(Selected passage)

Then, as Banjo Paterson would say, an answer (to my tedium) came directed in a writing
unexpected. Not quite, but a package containing a CD with the Red Hat Linux operating system and the Pocketbook manual, ordered online three weeks earlier,
was certainly a tonic.
As I have been technology-free on Rottnest for the past week, I have not installed Linux
to sit side-by-side with Windows yet. But I have had time to RTFM, as they say on the Net
(that is Read the Flippin' Manual, or something similar, for the uninitiated).
I am both fascinated and a little scared. Linux's exacting commands are a challenge. It is
said the OS is user-friendly, but it is very choosy about its friends. However, it appears
to promise a return to the days when users were put in control of their computers rather
than vice-versa.
It also appears to promise fewer crashes -- one user is on record as reporting more than
320 trouble-free days of non-stop operation -- and a bit more speed with optimum use of
the hardware.
The biggest plus is that it is considerably cheaper than the $159 that a Windows upgrade
will cost. In fact it is free. Users pay for documentation and shipping, not for the
operating system.
Linux is free because it was developed collectively across the Net by skilled programmers
working in the open source tradition which holds that software should be freely accessible
to the community.

(Supplied data)
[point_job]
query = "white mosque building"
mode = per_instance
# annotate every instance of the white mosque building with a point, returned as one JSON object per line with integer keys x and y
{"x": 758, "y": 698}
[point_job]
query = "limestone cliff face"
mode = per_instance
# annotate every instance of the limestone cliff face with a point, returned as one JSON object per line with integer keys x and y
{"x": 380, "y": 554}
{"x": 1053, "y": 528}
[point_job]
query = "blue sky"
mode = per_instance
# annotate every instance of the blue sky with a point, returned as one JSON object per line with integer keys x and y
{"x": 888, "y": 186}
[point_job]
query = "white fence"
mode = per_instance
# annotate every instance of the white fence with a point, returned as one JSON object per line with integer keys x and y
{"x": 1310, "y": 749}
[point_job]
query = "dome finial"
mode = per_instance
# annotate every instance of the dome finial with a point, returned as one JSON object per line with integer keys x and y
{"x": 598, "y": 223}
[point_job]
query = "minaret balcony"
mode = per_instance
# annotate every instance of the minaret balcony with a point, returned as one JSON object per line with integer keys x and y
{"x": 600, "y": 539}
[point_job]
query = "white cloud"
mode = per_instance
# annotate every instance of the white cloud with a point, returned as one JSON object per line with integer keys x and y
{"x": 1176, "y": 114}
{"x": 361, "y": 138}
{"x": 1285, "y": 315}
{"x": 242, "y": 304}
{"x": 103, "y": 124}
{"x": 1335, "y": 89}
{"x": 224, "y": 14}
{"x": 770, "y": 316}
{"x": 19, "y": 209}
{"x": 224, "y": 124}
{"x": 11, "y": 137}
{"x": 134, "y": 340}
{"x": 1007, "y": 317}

(Required actions)
1 – In the Linux column, what do users pay for when they get Linux?
2 – For each statement, say yes or no according to the Linux column and quote the words that decide it: (a) The writer has already installed Linux alongside Windows. (b) One user reported more than 320 trouble-free days of non-stop operation. (c) A Windows upgrade costs $159.
3 – Continue the Linux column from its last sentence.

(Written responses)
1 – They pay for documentation and shipping, not for the operating system.

2 –
(a) No: "I have not installed Linux to sit side-by-side with Windows yet."
(b) Yes: "one user is on record as reporting more than 320 trouble-free days of non-stop operation"
(c) Yes: "the $159 that a Windows upgrade will cost"

3 –
Experienced computer users know all this already. Linux has been developed co-operatively
since its invention in 1991 by Linus Torvalds. A lot of newer users may not be aware of
it, however. And companies like Microsoft, which control so much of what a typical new
user does, would not mind if it stayed that way.
Linux -- enjoying a surge in popularity because of its endorsement by Netscape last
January -- rose to even more prominence in November when a memo by a Microsoft engineer
was leaked on the Net.
The so-called Halloween Documents
explain to Microsoft bosses the threat posed by a free Linux and the open source software
development community that built it. Linux threatens Microsoft's ambitions for the
much-postponed new NT system, now renamed Windows 2000.
Interest in Linux is increasing steadily. Salon magazine claims more than five million
people have it installed. An International Data Corporation analyst also told Salon that
between 2 million and 6 million copies of Linux were installed in 1997 alone (compared
with 3.8 million new installations of the Macintosh OS in 1997).
Microsoft is probably not quaking in its boots . . . yet. And at the moment, Linux is not
for the faint-hearted. You need to know DOS and understand directory structures at least.
Its strength still is in running network servers under the guidance of computer-savvy
staff.
But at the rate the co-operative nature of the Net works, an attractive, reliable -- and
very cheap -- operating system with an easy-to-use shell is sure to emerge soon for home
users.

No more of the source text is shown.